*** Begin section ***

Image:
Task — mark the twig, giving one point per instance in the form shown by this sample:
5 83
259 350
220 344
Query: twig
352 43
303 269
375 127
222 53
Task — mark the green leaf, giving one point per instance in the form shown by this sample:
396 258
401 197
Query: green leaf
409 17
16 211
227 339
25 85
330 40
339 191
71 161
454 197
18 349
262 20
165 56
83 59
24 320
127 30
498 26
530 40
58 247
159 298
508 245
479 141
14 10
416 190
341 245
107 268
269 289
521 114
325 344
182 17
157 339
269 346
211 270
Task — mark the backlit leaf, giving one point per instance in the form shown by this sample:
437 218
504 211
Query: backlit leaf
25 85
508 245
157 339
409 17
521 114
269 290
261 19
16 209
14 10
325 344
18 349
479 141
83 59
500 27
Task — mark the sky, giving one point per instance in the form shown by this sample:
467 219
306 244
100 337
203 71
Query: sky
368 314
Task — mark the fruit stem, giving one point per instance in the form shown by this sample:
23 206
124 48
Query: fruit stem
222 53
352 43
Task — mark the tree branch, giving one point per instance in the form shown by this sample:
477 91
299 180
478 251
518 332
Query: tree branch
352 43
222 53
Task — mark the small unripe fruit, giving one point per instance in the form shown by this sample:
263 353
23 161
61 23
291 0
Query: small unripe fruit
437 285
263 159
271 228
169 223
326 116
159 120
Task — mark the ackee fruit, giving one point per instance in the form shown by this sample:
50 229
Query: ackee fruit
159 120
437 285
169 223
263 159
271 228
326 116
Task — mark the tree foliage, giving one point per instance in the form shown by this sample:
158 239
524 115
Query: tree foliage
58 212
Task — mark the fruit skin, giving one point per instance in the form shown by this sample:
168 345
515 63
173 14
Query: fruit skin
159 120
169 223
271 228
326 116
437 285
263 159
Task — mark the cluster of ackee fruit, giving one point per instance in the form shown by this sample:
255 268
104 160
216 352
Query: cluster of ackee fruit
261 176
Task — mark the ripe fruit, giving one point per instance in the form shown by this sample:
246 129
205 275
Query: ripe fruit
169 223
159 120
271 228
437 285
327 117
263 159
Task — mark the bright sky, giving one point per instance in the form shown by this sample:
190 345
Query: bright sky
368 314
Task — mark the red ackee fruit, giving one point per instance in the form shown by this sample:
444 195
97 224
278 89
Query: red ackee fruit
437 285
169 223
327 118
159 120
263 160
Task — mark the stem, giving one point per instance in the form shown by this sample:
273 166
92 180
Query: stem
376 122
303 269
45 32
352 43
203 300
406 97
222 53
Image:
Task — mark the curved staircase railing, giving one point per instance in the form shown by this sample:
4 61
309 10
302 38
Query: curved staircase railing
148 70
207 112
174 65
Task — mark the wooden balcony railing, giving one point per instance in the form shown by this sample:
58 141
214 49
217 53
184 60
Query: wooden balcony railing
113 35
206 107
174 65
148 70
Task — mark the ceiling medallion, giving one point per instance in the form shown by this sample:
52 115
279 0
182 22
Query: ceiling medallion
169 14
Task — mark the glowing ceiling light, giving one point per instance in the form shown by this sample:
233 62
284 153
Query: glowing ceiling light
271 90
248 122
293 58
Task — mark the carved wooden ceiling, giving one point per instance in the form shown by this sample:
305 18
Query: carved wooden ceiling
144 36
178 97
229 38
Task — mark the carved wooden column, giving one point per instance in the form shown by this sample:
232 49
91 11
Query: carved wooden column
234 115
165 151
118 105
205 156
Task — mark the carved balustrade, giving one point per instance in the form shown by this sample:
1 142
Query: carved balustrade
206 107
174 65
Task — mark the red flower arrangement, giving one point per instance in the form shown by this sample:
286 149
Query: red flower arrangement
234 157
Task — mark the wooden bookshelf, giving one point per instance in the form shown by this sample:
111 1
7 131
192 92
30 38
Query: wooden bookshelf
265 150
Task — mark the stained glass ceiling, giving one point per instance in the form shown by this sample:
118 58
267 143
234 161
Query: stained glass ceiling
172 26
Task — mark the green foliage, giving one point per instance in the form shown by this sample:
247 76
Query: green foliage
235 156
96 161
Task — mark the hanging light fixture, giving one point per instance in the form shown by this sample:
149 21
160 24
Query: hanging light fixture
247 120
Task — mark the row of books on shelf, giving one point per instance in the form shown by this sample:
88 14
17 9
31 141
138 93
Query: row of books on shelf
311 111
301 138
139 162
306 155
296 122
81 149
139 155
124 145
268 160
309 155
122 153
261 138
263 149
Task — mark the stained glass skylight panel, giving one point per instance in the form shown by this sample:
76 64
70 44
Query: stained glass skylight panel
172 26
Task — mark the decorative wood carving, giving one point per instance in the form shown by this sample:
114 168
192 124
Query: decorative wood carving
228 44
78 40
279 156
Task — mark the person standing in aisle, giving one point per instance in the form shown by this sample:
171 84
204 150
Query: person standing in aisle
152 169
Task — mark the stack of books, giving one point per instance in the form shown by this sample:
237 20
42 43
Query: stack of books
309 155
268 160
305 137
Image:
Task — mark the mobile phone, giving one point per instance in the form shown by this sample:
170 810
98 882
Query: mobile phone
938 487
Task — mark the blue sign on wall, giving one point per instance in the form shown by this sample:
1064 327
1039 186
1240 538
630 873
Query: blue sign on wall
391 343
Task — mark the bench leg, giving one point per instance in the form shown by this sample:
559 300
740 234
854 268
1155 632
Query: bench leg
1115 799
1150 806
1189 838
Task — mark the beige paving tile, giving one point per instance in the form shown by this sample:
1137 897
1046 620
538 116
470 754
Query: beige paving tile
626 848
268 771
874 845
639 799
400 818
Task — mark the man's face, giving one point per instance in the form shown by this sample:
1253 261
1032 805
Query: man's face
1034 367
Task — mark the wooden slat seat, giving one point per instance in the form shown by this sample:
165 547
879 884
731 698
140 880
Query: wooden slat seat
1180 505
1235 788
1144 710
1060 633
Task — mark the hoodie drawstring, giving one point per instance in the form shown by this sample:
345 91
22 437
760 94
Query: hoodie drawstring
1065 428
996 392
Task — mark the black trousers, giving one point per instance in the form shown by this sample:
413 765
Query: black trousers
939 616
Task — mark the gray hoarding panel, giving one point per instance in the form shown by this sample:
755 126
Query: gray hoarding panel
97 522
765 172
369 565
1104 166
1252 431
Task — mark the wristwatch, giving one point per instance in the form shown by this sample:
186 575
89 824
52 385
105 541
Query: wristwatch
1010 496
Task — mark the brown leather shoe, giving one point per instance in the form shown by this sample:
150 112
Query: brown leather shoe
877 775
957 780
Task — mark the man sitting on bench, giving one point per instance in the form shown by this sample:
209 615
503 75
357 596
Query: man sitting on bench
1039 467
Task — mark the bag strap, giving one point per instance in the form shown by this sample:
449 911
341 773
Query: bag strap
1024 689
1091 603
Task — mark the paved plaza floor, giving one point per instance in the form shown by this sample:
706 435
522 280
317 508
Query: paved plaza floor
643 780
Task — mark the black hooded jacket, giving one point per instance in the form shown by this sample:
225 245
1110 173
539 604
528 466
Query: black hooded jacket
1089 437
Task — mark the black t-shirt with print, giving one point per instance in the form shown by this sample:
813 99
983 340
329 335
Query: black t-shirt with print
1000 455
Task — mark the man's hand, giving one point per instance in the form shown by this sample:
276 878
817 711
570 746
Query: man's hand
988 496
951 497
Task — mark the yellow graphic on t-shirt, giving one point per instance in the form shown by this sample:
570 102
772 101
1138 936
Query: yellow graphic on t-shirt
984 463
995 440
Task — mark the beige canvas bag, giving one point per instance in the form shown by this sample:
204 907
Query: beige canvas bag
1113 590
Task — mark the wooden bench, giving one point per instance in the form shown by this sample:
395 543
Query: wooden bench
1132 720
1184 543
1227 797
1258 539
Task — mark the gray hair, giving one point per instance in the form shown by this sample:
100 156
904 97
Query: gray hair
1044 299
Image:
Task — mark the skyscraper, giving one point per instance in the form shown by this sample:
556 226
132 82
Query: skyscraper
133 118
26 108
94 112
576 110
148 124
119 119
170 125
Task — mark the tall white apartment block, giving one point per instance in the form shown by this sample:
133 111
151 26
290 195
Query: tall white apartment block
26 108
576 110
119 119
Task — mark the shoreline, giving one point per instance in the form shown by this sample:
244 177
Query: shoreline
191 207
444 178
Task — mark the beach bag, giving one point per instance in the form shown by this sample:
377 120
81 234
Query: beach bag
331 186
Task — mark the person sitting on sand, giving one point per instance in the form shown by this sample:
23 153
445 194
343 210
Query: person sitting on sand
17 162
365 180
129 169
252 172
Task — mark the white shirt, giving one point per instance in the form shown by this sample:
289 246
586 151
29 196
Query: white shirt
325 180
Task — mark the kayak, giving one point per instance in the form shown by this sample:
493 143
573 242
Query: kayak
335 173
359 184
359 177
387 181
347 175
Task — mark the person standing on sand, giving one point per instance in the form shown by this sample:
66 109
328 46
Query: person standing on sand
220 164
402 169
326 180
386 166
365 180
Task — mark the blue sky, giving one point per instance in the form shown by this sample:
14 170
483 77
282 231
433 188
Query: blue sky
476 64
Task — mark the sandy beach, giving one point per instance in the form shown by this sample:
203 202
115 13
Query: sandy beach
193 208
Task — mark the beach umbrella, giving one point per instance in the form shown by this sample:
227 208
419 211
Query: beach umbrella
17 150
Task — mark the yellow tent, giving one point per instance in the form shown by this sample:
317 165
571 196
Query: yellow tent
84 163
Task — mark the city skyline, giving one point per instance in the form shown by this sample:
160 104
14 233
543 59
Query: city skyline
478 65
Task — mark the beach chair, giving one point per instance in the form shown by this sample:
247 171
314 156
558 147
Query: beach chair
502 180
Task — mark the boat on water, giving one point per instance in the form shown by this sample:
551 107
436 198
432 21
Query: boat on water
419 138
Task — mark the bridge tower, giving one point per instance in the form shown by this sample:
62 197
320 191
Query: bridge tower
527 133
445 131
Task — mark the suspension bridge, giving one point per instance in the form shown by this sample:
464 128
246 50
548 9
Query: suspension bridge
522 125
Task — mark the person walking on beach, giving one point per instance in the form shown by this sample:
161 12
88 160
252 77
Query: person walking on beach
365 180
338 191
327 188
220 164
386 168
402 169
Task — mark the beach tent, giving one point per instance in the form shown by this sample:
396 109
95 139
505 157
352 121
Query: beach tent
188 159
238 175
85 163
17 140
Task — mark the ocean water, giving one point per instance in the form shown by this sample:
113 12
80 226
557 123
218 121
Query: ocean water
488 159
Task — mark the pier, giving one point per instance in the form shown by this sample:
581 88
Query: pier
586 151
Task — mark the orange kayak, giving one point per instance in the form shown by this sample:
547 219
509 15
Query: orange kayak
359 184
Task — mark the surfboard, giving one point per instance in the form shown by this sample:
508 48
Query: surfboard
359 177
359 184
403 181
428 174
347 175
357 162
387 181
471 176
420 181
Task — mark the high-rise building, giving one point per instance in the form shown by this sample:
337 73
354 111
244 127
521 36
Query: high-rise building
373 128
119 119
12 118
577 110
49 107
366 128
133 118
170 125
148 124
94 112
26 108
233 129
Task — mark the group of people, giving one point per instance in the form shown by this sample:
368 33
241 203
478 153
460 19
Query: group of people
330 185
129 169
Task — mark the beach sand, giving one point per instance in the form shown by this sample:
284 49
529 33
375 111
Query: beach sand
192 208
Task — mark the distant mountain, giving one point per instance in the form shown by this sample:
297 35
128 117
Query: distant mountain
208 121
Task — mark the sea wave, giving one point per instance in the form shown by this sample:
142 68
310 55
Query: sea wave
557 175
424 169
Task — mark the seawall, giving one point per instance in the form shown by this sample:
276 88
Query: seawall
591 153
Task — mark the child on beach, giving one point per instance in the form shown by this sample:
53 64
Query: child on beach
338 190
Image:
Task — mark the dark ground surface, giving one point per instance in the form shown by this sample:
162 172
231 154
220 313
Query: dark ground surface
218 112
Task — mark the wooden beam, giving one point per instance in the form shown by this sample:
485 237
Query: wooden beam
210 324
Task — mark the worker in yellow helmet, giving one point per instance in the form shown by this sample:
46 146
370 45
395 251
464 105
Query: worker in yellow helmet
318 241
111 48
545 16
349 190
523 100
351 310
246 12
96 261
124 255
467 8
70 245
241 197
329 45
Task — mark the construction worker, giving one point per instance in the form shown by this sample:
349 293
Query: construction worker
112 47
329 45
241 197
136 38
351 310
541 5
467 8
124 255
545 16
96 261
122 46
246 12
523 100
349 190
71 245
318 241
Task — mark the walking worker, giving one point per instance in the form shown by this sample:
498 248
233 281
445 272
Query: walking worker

*** End section ***

## REQUIREMENT:
Please, starting with the first line of the material above, write out each line exactly and finish on the line that includes "Task — mark the green leaf, giving".

## ANSWER FOR THE TASK:
Image:
Task — mark the twig, giving one point per instance in the form shown by this sample:
5 83
259 350
220 344
Query: twig
352 43
303 269
375 127
222 53
Task — mark the green leaf, giving one point per instance in the form shown by this sample:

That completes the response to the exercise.